* _EXERCISE REQUIREMENTS_:
1 > In the story about Iris, what was Iris studying while her uncle spoke?
2 > Say whether each statement agrees with the story about Iris. Answer yes or no and quote the words of the story that decide it.
(a) Iris is the narrator's 13-year-old niece.
(b) Iris was looking at the sky.
(c) The narrator still feels shame about the sneering voice.
*** Opening of TEXT FOR ANALYSIS ***
What would happen if one of your teachers asked you a question and you didn’t know the answer to it?”
“That wouldn’t happen.”
Uncle Stevie was so tired. So very, very tired.
“Well, what if she said, in the middle of English class, out of nowhere ‘Okay, Iris, what’s the square root of 64 times three?’ Huh? Then what?”
Now I was shouting. I try not to think of that moment.
Iris repeated what she said before, but more slowly, sans contraction, as if she were speaking to a friendly but unusually stupid pet turtle.
“That. Would. Not. Happen.”
“Okay, but if she ever did ask you a question you did not know the answer to, and you actually did say “I don’t know,” you could say it two ways. One would be a neutral “I don’t know,” which would simply indicate a lack of knowledge and a statement of fact, maybe even a willingness or eagerness to know.”
Iris was studying the pavement.
“Or you could say it like you said it.”
Here, I adopted a sneering, whiny voice that to this day makes me flush with shame. And then I imitated my 13-year-old niece screaming, “I don’t know. I don’t know. I don’t know.”
*** Close of TEXT FOR ANALYSIS ***
*** Opening of DATA UNDER STUDY ***
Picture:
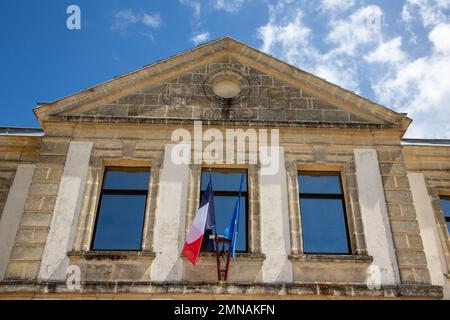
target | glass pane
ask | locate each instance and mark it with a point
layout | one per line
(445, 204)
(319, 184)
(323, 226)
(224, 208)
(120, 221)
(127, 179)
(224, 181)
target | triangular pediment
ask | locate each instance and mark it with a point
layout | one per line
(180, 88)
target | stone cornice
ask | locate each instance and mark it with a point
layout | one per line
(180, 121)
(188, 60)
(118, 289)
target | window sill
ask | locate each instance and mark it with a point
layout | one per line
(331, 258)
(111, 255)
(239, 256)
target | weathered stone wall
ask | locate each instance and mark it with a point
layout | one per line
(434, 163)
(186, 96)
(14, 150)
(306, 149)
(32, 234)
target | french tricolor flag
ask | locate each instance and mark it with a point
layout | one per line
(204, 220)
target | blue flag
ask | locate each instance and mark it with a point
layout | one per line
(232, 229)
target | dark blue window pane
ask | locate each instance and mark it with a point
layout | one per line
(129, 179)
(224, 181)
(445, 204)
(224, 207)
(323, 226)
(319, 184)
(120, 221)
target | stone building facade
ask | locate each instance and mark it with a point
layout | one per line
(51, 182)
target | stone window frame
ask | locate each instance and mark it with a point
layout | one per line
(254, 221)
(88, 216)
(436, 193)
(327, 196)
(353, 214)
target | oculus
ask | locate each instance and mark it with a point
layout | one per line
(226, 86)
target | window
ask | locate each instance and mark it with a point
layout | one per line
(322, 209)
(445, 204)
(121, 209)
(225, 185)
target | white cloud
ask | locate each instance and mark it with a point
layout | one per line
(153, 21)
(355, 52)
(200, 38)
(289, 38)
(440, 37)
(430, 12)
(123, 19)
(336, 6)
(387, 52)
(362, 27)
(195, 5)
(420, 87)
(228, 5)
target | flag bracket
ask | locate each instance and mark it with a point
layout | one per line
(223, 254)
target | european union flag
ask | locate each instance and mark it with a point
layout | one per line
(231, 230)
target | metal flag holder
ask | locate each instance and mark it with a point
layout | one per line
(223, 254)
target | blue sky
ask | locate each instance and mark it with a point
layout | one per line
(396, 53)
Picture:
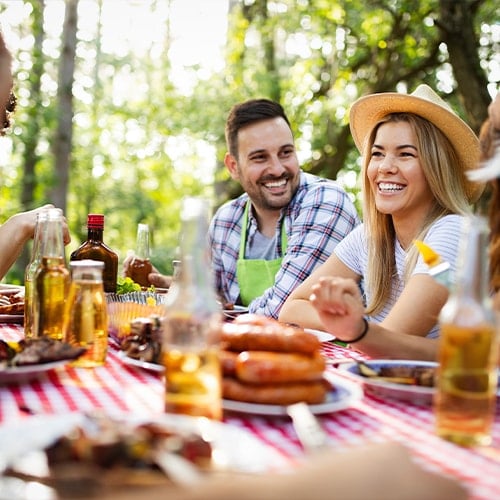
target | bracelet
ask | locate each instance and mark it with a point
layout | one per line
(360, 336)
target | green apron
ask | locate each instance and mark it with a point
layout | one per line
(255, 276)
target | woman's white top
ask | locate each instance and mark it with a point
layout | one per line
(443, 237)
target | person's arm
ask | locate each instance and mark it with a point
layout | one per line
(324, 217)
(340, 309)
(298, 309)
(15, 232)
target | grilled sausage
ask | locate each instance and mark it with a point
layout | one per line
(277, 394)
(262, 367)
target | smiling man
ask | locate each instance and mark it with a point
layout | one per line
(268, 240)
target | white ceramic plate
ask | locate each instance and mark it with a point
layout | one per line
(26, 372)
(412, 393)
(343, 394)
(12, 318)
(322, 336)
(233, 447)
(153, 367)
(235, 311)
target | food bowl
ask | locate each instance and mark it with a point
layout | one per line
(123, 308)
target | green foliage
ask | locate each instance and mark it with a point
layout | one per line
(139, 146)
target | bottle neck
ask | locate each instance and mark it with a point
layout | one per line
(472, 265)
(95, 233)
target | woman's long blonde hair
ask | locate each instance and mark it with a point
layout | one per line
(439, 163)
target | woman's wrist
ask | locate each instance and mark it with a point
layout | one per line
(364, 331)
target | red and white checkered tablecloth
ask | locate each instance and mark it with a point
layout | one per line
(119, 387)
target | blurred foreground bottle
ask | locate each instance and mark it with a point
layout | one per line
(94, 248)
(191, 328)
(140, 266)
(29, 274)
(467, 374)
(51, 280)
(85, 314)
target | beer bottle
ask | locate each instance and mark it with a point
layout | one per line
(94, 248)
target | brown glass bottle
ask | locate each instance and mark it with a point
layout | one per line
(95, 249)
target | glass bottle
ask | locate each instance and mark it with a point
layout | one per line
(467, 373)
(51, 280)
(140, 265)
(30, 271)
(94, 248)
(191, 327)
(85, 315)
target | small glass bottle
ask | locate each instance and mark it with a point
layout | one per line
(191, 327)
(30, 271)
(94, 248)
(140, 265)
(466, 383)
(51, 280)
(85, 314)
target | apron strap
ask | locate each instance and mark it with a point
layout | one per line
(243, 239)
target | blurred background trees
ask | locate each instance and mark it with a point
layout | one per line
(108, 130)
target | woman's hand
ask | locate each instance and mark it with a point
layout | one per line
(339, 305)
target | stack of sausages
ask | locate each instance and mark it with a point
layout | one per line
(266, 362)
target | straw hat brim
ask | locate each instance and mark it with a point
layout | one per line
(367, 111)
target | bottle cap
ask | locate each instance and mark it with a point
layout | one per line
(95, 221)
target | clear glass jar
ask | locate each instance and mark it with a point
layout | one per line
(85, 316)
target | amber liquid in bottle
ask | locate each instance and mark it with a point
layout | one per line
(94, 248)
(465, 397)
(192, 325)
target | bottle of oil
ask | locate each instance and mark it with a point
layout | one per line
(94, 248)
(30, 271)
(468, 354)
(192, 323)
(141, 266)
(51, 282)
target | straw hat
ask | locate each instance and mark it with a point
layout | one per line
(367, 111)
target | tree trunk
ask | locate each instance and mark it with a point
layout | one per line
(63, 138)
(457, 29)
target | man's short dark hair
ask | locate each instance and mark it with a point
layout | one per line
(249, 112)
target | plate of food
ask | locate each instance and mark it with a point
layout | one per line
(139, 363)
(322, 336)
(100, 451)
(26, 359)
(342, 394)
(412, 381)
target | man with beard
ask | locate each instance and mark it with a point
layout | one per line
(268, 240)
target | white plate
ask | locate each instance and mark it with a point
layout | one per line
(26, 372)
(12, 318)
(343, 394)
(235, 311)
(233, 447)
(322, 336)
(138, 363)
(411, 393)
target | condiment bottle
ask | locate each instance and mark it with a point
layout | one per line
*** Close of DATA UNDER STUDY ***
* _EXERCISE RESULTS_:
1 > The pavement.

2 >
(a) Yes: "my 13-year-old niece"
(b) No: "Iris was studying the pavement."
(c) Yes: "a sneering, whiny voice that to this day makes me flush with shame"